Segment Open

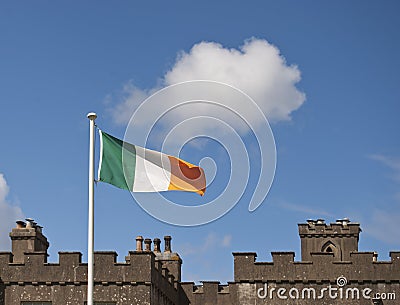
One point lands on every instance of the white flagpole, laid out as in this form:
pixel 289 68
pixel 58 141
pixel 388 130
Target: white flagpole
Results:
pixel 91 116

Segment Closed

**Brief**
Transcribe the whole listing, character for character, but not its images.

**Solution for this problem**
One point lands on every instance of the white flagpole, laid out as in this form:
pixel 289 68
pixel 58 141
pixel 388 130
Target: white flagpole
Results:
pixel 91 116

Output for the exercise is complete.